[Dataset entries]
########

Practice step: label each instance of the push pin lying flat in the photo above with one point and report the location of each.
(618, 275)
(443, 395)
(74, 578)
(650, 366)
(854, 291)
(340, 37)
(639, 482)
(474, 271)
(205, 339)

########

[Exercise]
Retype the records above exactly, so that no line differs from its source.

[Answer for this exercise]
Practice step: label each instance of the push pin lying flat in the photo above with one point and report the location of each.
(618, 275)
(443, 395)
(74, 578)
(650, 366)
(854, 291)
(340, 37)
(639, 482)
(474, 271)
(205, 339)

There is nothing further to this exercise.